任务要求:
(1) 根据节选,阿冰第一次做陪伴师时遇上的少女多大年纪?
(2) 请从节选中摘录自“按照一些中产家长给孩子规划好”起、至“导英语作业的时间其实没多少。”止(含该处)的原文。
(3) 将节选中以“按照一些中产家长”开头的段落改写为要点列表,保留其主要事实。

节选:
○ ○ ○

成都的陪伴师阿冰第一次做陪伴师就遇上一个辍学在家、患有抑郁症的16岁少女。女孩总是待在反锁着的房间里不愿出来。雇主对阿冰的要求是,看护好女儿的安全,开导情绪。女孩在房间里一有动静,雇主就催阿冰去看看。阿冰明白,自己是替家长看着孩子,不要有自残的行为。陪着打游戏、锻炼,女孩过得日夜颠倒,阿冰也跟着熬夜。
按照一些中产家长给孩子规划好的最优教育路径,上国际学校,高中出国读书,之后继续申请国外大学,英语算得上最迫切的需要。余芬在陪伴师市场里有绝对的竞争力——她英语专业毕业、考过专八、有高中英语教师资格,又有教培经验。在上海闵行区一户人家面试时,家长告诉余芬,希望能给孩子创造一个英语交流环境。但一个月下来,余芬仍没明白这个家庭的核心需求是什么,她猜自己会不会只是他们装点门面的工具人。余芬每天工作最长的时间是在车上,跟一年级的男孩和二年级的女孩去各种培训班。语文、数学都去了专门的老师家补课,留给余芬辅导英语作业的时间其实没多少。

○ ○ ○

数据:
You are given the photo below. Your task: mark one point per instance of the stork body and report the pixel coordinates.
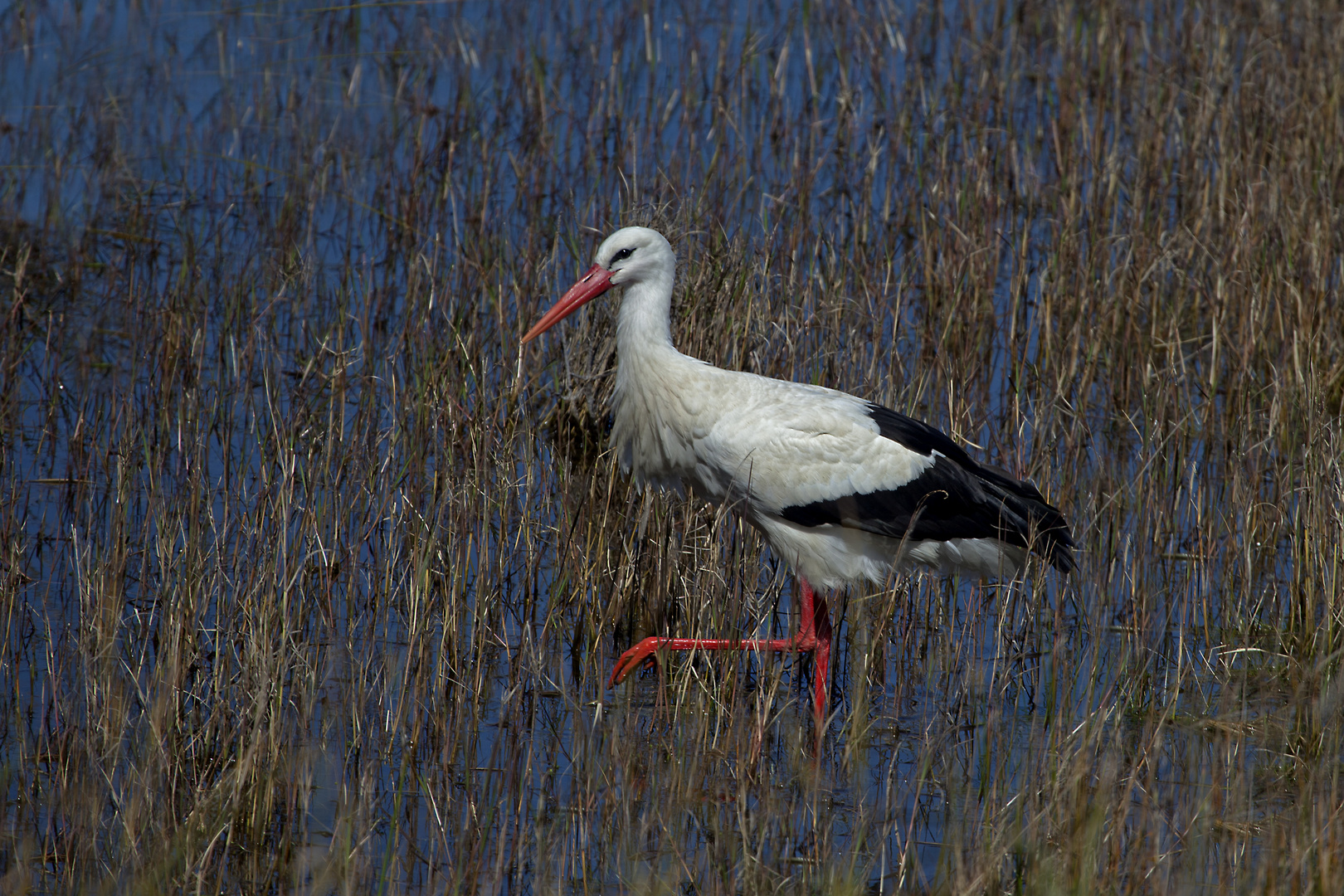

○ ○ ○

参考答案:
(1) 16岁。

(2)
按照一些中产家长给孩子规划好的最优教育路径,上国际学校,高中出国读书,之后继续申请国外大学,英语算得上最迫切的需要。余芬在陪伴师市场里有绝对的竞争力——她英语专业毕业、考过专八、有高中英语教师资格,又有教培经验。在上海闵行区一户人家面试时,家长告诉余芬,希望能给孩子创造一个英语交流环境。但一个月下来,余芬仍没明白这个家庭的核心需求是什么,她猜自己会不会只是他们装点门面的工具人。余芬每天工作最长的时间是在车上,跟一年级的男孩和二年级的女孩去各种培训班。语文、数学都去了专门的老师家补课,留给余芬辅导英语作业的时间其实没多少。

(3)
- 一些中产家长为孩子规划的教育路径是上国际学校、高中出国读书、再申请国外大学,因此英语是最迫切的需要。
- 余芬英语专业毕业,考过专八,持有高中英语教师资格,并有教培经验,在陪伴师市场里竞争力很强。
- 在上海闵行区一户人家面试时,家长希望她为孩子创造英语交流环境。
- 一个月后,她仍不明白这个家庭的核心需求,怀疑自己只是装点门面的工具人。
- 她每天工作时间最长的是在车上,陪一年级的男孩和二年级的女孩去各种培训班。
- 语文、数学都去专门的老师家补课,留给她辅导英语作业的时间并不多。